> Extracted records:
· · · · · · ·

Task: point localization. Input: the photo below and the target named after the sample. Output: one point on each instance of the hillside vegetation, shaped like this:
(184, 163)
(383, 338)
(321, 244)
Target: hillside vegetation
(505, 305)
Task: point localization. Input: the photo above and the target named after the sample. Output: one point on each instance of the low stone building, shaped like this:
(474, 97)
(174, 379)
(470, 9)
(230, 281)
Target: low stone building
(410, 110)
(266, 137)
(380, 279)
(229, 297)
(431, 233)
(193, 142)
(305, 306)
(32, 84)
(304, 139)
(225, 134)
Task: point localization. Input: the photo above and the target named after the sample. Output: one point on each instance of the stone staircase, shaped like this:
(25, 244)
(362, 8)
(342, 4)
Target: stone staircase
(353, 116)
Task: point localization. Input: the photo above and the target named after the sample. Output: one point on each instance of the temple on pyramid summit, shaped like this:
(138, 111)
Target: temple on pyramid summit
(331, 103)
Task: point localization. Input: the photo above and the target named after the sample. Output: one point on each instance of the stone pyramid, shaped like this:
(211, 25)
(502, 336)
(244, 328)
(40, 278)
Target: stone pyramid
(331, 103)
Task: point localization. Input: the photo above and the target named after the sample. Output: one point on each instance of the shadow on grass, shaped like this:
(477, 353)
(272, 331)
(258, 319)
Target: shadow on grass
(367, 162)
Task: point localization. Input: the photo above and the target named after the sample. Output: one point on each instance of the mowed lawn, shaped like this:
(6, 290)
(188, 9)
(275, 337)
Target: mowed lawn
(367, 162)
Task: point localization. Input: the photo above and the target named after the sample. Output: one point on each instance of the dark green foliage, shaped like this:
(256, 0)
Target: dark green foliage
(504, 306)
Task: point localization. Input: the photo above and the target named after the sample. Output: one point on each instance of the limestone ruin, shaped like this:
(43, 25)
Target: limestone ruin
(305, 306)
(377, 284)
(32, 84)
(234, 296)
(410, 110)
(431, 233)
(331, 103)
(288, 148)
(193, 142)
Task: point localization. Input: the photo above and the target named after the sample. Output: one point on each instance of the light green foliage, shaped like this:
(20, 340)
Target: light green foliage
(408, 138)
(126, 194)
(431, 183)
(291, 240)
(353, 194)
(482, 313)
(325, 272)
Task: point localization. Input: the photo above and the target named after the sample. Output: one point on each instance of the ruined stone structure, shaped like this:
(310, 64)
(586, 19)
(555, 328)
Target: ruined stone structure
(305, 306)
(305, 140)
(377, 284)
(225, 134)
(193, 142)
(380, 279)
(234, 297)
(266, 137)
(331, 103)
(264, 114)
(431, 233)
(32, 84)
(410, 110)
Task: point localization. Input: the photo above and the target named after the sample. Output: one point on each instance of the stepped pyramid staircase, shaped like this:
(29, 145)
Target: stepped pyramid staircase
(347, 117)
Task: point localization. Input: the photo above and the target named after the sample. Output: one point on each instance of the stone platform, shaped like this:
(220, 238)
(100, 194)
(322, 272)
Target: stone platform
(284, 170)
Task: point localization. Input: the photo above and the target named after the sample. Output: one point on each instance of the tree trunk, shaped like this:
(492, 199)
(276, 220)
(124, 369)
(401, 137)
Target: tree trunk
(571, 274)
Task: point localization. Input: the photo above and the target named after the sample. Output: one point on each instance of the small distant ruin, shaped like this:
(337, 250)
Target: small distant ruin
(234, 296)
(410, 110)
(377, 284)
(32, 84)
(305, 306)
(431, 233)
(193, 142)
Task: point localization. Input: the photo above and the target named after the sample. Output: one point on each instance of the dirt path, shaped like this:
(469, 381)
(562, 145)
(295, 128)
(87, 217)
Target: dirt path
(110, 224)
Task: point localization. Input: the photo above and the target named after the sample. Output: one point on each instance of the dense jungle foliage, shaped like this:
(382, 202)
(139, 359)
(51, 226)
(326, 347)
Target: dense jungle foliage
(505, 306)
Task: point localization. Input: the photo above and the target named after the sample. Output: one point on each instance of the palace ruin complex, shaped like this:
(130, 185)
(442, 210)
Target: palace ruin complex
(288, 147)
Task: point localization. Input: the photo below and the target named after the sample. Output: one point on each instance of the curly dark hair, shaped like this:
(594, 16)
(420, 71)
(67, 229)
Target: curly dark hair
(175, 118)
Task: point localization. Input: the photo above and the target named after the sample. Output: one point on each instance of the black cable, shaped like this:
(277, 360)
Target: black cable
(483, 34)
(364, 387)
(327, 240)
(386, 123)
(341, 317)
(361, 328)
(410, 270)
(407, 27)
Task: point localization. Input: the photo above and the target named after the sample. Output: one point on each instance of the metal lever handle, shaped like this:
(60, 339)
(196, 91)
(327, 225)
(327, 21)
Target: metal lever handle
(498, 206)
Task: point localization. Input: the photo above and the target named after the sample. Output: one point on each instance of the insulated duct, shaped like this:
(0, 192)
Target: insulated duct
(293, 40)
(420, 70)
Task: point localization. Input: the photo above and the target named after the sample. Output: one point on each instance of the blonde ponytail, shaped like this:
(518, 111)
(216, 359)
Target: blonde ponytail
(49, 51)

· · · · · · ·

> Goal:
Render every one of the entries above as a Markdown table with the columns n and Line. Put the row number in n and one line in Line, leaving out blank lines.

> Result for this exercise:
| n | Line |
|---|---|
| 1 | Task: point localization. Input: the photo below and the target named after the sample. Output: one point on each instance of the hillside vegetation, shaped like this: |
| 2 | (184, 163) |
| 3 | (383, 338) |
| 4 | (321, 244) |
| 5 | Target: hillside vegetation |
| 6 | (505, 305) |
| 7 | Task: point localization. Input: the photo above and the target named after the sample. Output: one point on each instance of the low stone building, shaped like this: |
| 8 | (474, 97) |
| 9 | (174, 379) |
| 10 | (470, 9) |
| 11 | (230, 281) |
| 12 | Target: low stone building |
| 13 | (410, 110) |
| 14 | (266, 137) |
| 15 | (380, 279) |
| 16 | (229, 297) |
| 17 | (431, 233) |
| 18 | (193, 142) |
| 19 | (305, 306) |
| 20 | (32, 84) |
| 21 | (304, 139) |
| 22 | (225, 134) |
| 23 | Task: point localization. Input: the photo above and the target named after the sample. Output: one point on each instance of the stone staircase, shaped like this: |
| 24 | (25, 244) |
| 25 | (362, 8) |
| 26 | (342, 4) |
| 27 | Target: stone staircase |
| 28 | (353, 116) |
| 29 | Task: point localization. Input: the photo above and the target named after the sample. Output: one point on each instance of the temple on pyramid summit, shaped like this: |
| 30 | (138, 111) |
| 31 | Target: temple on pyramid summit |
| 32 | (331, 103) |
| 33 | Task: point localization. Input: the photo above and the target named after the sample. Output: one point on each instance of the stone pyramid, shaped like this: |
| 34 | (211, 25) |
| 35 | (502, 336) |
| 36 | (244, 328) |
| 37 | (40, 278) |
| 38 | Target: stone pyramid |
| 39 | (331, 103) |
| 40 | Task: point localization. Input: the photo above and the target named after the sample. Output: one point on each instance of the shadow on grass, shaped like this: |
| 41 | (477, 353) |
| 42 | (272, 331) |
| 43 | (258, 319) |
| 44 | Target: shadow on grass |
| 45 | (367, 162) |
| 46 | Task: point localization. Input: the photo above and the target named after the sample. Output: one point on each instance of the mowed lawn, shaped like this: |
| 47 | (6, 290) |
| 48 | (188, 9) |
| 49 | (275, 337) |
| 50 | Target: mowed lawn |
| 51 | (367, 162) |
| 52 | Task: point localization. Input: the photo above and the target named after the sample. Output: one point on each instance of the dark green foliage, shaped like this: |
| 53 | (256, 0) |
| 54 | Target: dark green foliage |
| 55 | (504, 306) |
| 56 | Task: point localization. Input: the photo above and the target named after the sample. Output: one point on each instance of the limestone ruin, shaped like this: |
| 57 | (43, 25) |
| 58 | Target: limestone ruin |
| 59 | (305, 306) |
| 60 | (377, 284) |
| 61 | (32, 84) |
| 62 | (234, 296) |
| 63 | (410, 110) |
| 64 | (431, 233) |
| 65 | (331, 103) |
| 66 | (288, 148) |
| 67 | (193, 142) |
| 68 | Task: point localization. Input: the photo above and the target named after the sample. Output: one point on each instance of the light green foliage, shaped like this: |
| 69 | (20, 340) |
| 70 | Target: light green foliage |
| 71 | (408, 138) |
| 72 | (126, 194) |
| 73 | (431, 183) |
| 74 | (291, 240) |
| 75 | (353, 194) |
| 76 | (482, 313) |
| 77 | (325, 272) |
| 78 | Task: point localization. Input: the photo above and the target named after the sample. Output: one point on each instance of the ruined stone structure, shaped like this: |
| 79 | (310, 64) |
| 80 | (586, 19) |
| 81 | (555, 328) |
| 82 | Target: ruined stone structure |
| 83 | (305, 306) |
| 84 | (305, 140) |
| 85 | (377, 284) |
| 86 | (225, 134) |
| 87 | (193, 142) |
| 88 | (380, 279) |
| 89 | (234, 297) |
| 90 | (266, 137) |
| 91 | (331, 103) |
| 92 | (264, 114) |
| 93 | (431, 233) |
| 94 | (32, 84) |
| 95 | (410, 110) |
| 96 | Task: point localization. Input: the photo above and the target named after the sample. Output: one point on each instance of the stepped pyramid staircase, shaped like this: |
| 97 | (29, 145) |
| 98 | Target: stepped pyramid staircase |
| 99 | (347, 117) |
| 100 | Task: point localization. Input: the photo above and the target named after the sample. Output: one point on each instance of the stone platform, shaped like this: |
| 101 | (220, 238) |
| 102 | (100, 194) |
| 103 | (322, 272) |
| 104 | Target: stone platform |
| 105 | (284, 170) |
| 106 | Task: point localization. Input: the photo above and the target named after the sample. Output: one point on each instance of the tree trunk, shaped like this: |
| 107 | (492, 199) |
| 108 | (276, 220) |
| 109 | (124, 369) |
| 110 | (401, 137) |
| 111 | Target: tree trunk |
| 112 | (571, 274) |
| 113 | Task: point localization. Input: the photo above and the target named after the sample. Output: one point on each instance of the small distant ruin, shaped like this: |
| 114 | (337, 250) |
| 115 | Target: small distant ruin |
| 116 | (234, 296) |
| 117 | (410, 110) |
| 118 | (377, 284) |
| 119 | (32, 84) |
| 120 | (305, 306) |
| 121 | (431, 233) |
| 122 | (193, 142) |
| 123 | Task: point localization. Input: the photo above and the target named after the sample. Output: one point on each instance of the dirt path, shaped like this: |
| 124 | (469, 381) |
| 125 | (562, 145) |
| 126 | (295, 128) |
| 127 | (87, 217) |
| 128 | Target: dirt path |
| 129 | (110, 224) |
| 130 | Task: point localization. Input: the photo above and the target named after the sample. Output: one point on each instance of the dense jungle foliage, shaped like this: |
| 131 | (382, 202) |
| 132 | (139, 359) |
| 133 | (51, 226) |
| 134 | (326, 347) |
| 135 | Target: dense jungle foliage |
| 136 | (505, 306) |
| 137 | Task: point localization. Input: the photo above and the target named after the sample. Output: one point on each instance of the palace ruin complex, shaped like this: |
| 138 | (130, 185) |
| 139 | (442, 210) |
| 140 | Target: palace ruin complex |
| 141 | (288, 147) |
| 142 | Task: point localization. Input: the photo below and the target named after the sample. Output: one point on each instance of the curly dark hair, shaped like this: |
| 143 | (594, 16) |
| 144 | (420, 71) |
| 145 | (67, 229) |
| 146 | Target: curly dark hair |
| 147 | (175, 118) |
| 148 | Task: point localization. Input: the photo above and the target named after the sample. Output: one point on each instance of the black cable, shaped like this: |
| 149 | (277, 360) |
| 150 | Target: black cable |
| 151 | (483, 34) |
| 152 | (364, 387) |
| 153 | (327, 240) |
| 154 | (386, 123) |
| 155 | (341, 317) |
| 156 | (361, 328) |
| 157 | (410, 270) |
| 158 | (407, 27) |
| 159 | Task: point localization. Input: the photo above and the target named after the sample. Output: one point on each instance of the metal lever handle, shaped like this: |
| 160 | (60, 339) |
| 161 | (196, 91) |
| 162 | (327, 225) |
| 163 | (327, 21) |
| 164 | Target: metal lever handle |
| 165 | (498, 206) |
| 166 | Task: point localization. Input: the photo above and the target named after the sample. Output: one point on each instance of the insulated duct, shaped like this: |
| 167 | (0, 192) |
| 168 | Target: insulated duct |
| 169 | (293, 40) |
| 170 | (420, 70) |
| 171 | Task: point localization. Input: the photo above and the target named after the sample. Output: one point on each instance of the blonde ponytail, shaped like this: |
| 172 | (518, 111) |
| 173 | (216, 359) |
| 174 | Target: blonde ponytail |
| 175 | (49, 51) |